##### Supplied text
The earliest DC comics I remember reading as a kid were reprints in various British publications, chiefly 'Superman, You're Dead... Dead... Dead!' from Action Comics #399 (April 1971), a shocking story – to an impressionable lad who was unaware that Superman almost certainly wasn't dead – by Leo Dorfman, Curt Swan and Murphy Anderson which I either read in a secondhand copy of the 1973 Superman Annual No. 1 or in the 1981 Hamlyn edition of Superman: From the 30's to the 70's (or both); and 'The Secret of the Waiting Graves' from Detective Comics #395 (January 1970), Denny O'Neil, Neal Adams and Dick Giordano's groundbreaking first Batman collaboration, which I probably read in black-and-white in the October 1980 first issue of The Super Heroes Monthly. But the earliest DC comics I remember reading in their original American comic book format are the ones collected in the latest volume of the DC Heroes & Villains Collection:
Batman: The Rise of Killer Croc, namely Detective Comics #523–526 and Batman #357–359 (February–May 1983). I bought most of these comics in a long-since-vanished newsagent opposite Beckenham Rec, most memorably the double-sized Detective Comics #526 (May 1983), an extra-length all-star villain extravaganza by regular writer Gerry Conway and artists Don Newton and Alfredo Alcala. It's still my favourite Batman comic all these years later, but the whole storyline is great, weaving between Detective and Batman – the two titles tied together so closely by this point that they effectively became one fortnightly series, a Conway innovation – featuring fine work by Don Newton's fellow regular Bat-artist Gene Colan, plus guest artists Curt Swan and Dan Jurgens, and introducing not just the new villain of the DC Heroes & Villains Collection edition title – actually my title; this storyline has never had a proper title, so I gave it one – but a Robin-to-be in the shape of Jason Todd.
##########
##### Extracted records
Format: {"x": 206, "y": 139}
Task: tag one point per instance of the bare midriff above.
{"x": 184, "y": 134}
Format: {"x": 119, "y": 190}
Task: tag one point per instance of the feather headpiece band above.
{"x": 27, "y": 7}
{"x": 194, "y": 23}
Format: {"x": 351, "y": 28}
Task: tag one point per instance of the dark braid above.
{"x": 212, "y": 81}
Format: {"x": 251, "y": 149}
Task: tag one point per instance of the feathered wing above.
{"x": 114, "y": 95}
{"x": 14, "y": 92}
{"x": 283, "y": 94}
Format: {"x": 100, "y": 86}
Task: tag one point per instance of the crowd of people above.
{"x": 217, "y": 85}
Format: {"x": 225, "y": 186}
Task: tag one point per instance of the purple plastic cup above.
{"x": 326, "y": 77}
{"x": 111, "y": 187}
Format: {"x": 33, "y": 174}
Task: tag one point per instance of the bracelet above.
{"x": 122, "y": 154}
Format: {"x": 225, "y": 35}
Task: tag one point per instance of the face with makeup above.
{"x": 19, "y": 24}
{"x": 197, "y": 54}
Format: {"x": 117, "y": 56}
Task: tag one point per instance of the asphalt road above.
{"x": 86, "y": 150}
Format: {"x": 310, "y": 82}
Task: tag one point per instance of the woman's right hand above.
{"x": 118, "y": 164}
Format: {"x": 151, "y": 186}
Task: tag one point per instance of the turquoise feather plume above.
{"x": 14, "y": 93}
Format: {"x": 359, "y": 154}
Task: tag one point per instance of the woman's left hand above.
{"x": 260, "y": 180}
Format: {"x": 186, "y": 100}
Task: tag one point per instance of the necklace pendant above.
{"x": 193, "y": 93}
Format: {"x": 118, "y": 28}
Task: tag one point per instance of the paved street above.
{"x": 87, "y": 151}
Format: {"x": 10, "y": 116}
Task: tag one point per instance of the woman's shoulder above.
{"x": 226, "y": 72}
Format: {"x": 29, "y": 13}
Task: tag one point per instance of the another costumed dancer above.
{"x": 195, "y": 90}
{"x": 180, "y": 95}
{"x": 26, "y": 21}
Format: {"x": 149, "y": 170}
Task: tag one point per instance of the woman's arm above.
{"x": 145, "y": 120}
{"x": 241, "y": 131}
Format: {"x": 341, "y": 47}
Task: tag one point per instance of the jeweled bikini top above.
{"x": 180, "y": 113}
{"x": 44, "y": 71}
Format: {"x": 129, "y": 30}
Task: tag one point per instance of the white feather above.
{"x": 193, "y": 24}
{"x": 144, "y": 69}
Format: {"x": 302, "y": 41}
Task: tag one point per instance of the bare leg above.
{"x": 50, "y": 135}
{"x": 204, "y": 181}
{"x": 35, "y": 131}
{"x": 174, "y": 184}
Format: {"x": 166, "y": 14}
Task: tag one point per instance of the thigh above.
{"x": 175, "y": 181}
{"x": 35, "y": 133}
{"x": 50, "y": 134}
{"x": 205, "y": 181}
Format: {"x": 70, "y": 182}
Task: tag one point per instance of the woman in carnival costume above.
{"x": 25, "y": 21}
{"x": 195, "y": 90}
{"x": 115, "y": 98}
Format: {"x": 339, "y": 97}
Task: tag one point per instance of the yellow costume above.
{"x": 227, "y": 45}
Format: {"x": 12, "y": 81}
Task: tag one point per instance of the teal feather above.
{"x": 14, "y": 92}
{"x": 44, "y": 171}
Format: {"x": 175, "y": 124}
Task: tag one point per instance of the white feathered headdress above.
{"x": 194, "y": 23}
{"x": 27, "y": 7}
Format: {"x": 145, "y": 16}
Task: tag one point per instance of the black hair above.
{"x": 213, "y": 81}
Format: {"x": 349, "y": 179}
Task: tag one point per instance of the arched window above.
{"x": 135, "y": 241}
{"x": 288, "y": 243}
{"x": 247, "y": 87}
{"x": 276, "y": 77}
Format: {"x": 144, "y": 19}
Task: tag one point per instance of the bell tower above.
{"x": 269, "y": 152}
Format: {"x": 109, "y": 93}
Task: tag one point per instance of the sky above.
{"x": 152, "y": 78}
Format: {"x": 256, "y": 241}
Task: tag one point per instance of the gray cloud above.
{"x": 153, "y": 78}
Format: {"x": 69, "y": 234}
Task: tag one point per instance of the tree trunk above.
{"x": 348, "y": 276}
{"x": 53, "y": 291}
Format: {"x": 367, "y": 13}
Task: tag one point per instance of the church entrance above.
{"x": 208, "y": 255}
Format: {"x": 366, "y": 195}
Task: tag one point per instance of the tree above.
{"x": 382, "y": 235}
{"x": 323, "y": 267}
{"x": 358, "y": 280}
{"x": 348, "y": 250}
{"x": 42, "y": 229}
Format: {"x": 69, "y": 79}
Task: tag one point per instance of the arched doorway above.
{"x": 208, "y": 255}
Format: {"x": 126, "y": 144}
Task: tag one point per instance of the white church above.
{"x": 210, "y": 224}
##########
Using the information:
1: In the piece about reading DC comics, who wrote and drew Detective Comics #526?
2: Extend the piece about reading DC comics, picking up right after its final sentence.

Written responses:
1: Gerry Conway wrote it, with art by Don Newton and Alfredo Alcala.

2:
When I was first putting together notes and ideas for what would eventually become the DC Heroes & Villains Collection, one of the first storylines – if not the first storyline – I put on the list of potentials was this one (titled simply the 'Killer Croc saga' at that point). It remained on every iteration of the list right through to the finished collection itself; I made damn sure of that. I loved these comics as a kid, and forty years later I got to collect them in a discrete volume for the first time (the storyline has been collected once before in full, as part of Tales of the Batman: Gerry Conway Vol. 3, but not as its own edition) under a title I came up with. Even better – from my perspective if not necessarily the poor readers' – I got to write a 500-word introduction and 6000-word feature on the Conway/Colan/Newton era of Batman.
I would rest on my laurels here, but the DC Heroes & Villains Collection rolls ever onwards, plus I've got a book to write, so there's no rest for the wicked just yet. But now I have a copy of it in my hands – a freshly printed hardback, with its spot-varnish cover and that inky new-book smell – I will take a moment to leaf through and linger over Batman: The Rise of Killer Croc, a book I reckon 12-year-old-me would have been well impressed by.